> The problem
From the text on the human and chimpanzee genomes, return word for word the part that opens with the words containing "Transposons are DNA" and closes with "composed of transposons.".

> Page excerpt
━━━━━━

Both the human and chimpanzee genomes have been mapped, with a 96% DNA sequence match between the two. Of the differences between the two genomes, 50% are due to single nucleotide polymorphisms (SNPs), sometimes called "point mutations". The other 50% are due to insertions/deletions (indels), most of which are caused by transposons and endogenous retroviruses.

Transposons are DNA elements capable of copying themselves from one part of the genome to another, sometimes with the aid of other transposons or viruses. In the past, transposons were labeled as "junk" DNA, as their function was unknown. It is now known that over 40% of the human genome is composed of transposons.

Endogenous retroviruses (ERVs), are virus genomes inserted in the human genome. ERVs represent about 8% of the total human genome. The vast majority of these viruses are mutated and can no longer function as viruses. However, a number of HRVs do retain the ability to copy themselves from one point of the genome to another, acting as a form of transposon. Some researchers have proposed that many transposons evolved from viruses, due to their highly similar DNA structure. HRVs have been found to modify human gene function in certain glandular tissue and the human placenta, as well as causing some human genetic diseases.

━━━━━━

> Data rows
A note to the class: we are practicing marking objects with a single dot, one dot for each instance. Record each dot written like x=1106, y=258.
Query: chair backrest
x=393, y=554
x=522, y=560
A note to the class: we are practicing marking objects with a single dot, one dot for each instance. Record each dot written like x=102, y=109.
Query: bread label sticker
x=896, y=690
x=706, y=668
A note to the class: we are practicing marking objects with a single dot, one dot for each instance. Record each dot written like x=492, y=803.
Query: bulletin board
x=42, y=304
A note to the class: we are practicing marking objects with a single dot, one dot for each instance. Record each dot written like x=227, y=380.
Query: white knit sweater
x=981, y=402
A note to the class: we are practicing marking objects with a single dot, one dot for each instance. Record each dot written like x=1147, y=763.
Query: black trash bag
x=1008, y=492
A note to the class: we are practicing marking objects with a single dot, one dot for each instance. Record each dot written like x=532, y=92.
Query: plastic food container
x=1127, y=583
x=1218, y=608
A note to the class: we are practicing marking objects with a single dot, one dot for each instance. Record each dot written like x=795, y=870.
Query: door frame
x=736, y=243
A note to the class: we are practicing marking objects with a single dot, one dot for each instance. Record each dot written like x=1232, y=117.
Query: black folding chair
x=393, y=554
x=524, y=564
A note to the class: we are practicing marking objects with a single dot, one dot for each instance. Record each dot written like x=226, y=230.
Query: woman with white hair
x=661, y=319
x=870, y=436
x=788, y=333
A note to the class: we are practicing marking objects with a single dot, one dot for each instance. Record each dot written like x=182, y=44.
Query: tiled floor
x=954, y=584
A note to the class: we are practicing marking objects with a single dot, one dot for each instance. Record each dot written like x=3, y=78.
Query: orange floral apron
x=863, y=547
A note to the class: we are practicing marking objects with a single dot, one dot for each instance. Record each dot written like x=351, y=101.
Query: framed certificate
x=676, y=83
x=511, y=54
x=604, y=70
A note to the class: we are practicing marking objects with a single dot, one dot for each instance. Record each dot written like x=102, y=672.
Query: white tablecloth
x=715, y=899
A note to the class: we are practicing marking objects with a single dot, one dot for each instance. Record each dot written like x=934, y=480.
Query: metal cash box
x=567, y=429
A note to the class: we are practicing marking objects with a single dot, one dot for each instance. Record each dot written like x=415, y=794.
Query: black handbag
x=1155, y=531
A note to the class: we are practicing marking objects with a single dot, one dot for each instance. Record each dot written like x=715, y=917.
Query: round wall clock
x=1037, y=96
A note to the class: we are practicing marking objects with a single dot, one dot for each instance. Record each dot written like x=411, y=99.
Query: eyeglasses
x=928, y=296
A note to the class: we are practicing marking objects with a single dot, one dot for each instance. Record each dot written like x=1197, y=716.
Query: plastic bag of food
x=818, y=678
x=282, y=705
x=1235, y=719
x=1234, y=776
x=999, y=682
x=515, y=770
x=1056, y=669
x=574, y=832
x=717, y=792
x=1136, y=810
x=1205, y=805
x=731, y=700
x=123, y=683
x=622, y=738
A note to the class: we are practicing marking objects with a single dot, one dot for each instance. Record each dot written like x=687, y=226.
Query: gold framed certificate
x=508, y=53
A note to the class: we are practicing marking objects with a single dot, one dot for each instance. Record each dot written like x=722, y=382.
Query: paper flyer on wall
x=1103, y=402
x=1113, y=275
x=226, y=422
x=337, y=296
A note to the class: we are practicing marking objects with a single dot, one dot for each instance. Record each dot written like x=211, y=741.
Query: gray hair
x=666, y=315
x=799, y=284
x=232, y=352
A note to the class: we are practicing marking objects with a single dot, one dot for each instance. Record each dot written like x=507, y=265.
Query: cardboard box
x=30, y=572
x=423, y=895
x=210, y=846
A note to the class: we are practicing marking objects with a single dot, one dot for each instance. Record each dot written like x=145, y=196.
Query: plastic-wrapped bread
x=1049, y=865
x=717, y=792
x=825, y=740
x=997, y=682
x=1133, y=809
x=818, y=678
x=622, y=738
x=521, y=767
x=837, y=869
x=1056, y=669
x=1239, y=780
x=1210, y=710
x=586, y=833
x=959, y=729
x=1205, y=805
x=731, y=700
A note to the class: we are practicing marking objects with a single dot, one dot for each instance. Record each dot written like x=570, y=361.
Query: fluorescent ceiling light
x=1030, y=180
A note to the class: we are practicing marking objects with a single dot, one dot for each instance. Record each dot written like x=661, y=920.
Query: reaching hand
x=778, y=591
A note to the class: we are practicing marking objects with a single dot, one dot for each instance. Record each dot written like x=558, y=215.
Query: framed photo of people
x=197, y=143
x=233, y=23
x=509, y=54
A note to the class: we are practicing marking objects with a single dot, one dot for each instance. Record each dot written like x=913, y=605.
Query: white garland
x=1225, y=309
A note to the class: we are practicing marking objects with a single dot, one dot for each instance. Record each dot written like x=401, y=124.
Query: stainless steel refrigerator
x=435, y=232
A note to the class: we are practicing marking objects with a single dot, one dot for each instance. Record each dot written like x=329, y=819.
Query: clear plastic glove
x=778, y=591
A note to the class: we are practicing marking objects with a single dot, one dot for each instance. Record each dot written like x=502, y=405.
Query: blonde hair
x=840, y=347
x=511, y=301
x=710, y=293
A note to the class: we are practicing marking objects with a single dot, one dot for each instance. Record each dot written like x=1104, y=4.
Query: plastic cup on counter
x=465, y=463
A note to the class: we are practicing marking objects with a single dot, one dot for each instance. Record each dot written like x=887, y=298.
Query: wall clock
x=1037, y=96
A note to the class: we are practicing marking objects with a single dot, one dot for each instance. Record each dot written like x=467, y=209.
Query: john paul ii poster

━━━━━━

> Exercise response
Transposons are DNA elements capable of copying themselves from one part of the genome to another, sometimes with the aid of other transposons or viruses. In the past, transposons were labeled as "junk" DNA, as their function was unknown. It is now known that over 40% of the human genome is composed of transposons.